> Material provided:
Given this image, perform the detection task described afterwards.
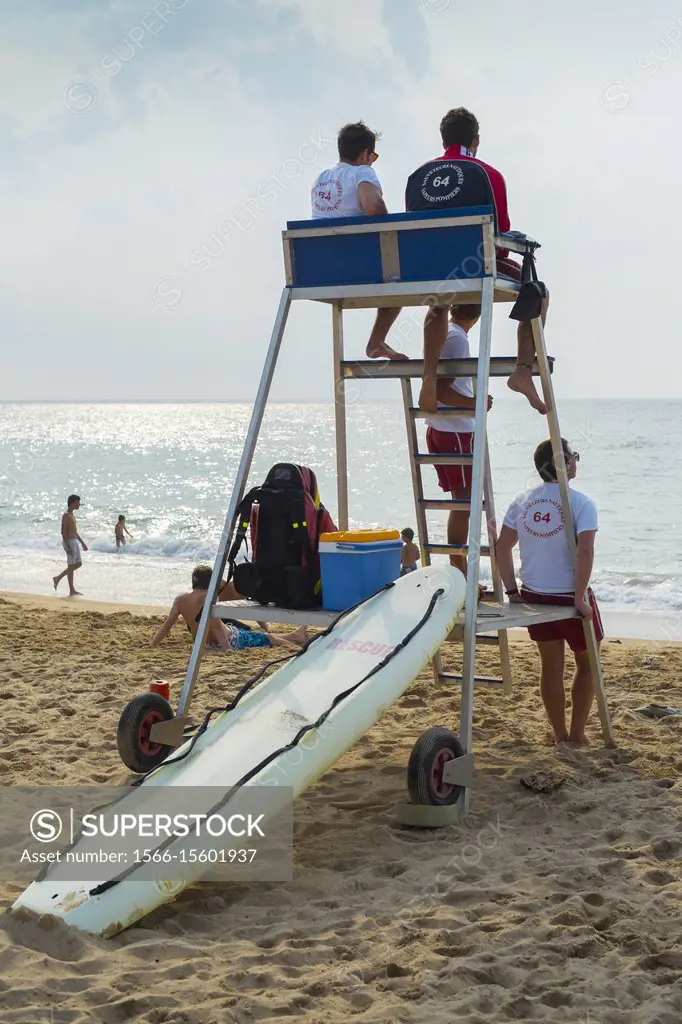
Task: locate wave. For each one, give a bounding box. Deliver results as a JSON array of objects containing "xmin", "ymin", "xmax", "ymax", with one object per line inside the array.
[
  {"xmin": 591, "ymin": 570, "xmax": 682, "ymax": 614},
  {"xmin": 88, "ymin": 536, "xmax": 217, "ymax": 561},
  {"xmin": 0, "ymin": 530, "xmax": 218, "ymax": 563},
  {"xmin": 0, "ymin": 530, "xmax": 680, "ymax": 613}
]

> Required work: Please transcribe all of the records above exactly, leaving out any pictures.

> Written answer:
Given this image, perform the detection task described afterwards.
Task: locate wave. For each one, give a bounding box. Deliver results as a JSON array of objects containing "xmin", "ymin", "xmax", "ymax", with one object per line inside the array.
[
  {"xmin": 591, "ymin": 570, "xmax": 682, "ymax": 614},
  {"xmin": 88, "ymin": 536, "xmax": 217, "ymax": 561},
  {"xmin": 0, "ymin": 530, "xmax": 218, "ymax": 563},
  {"xmin": 0, "ymin": 530, "xmax": 680, "ymax": 613}
]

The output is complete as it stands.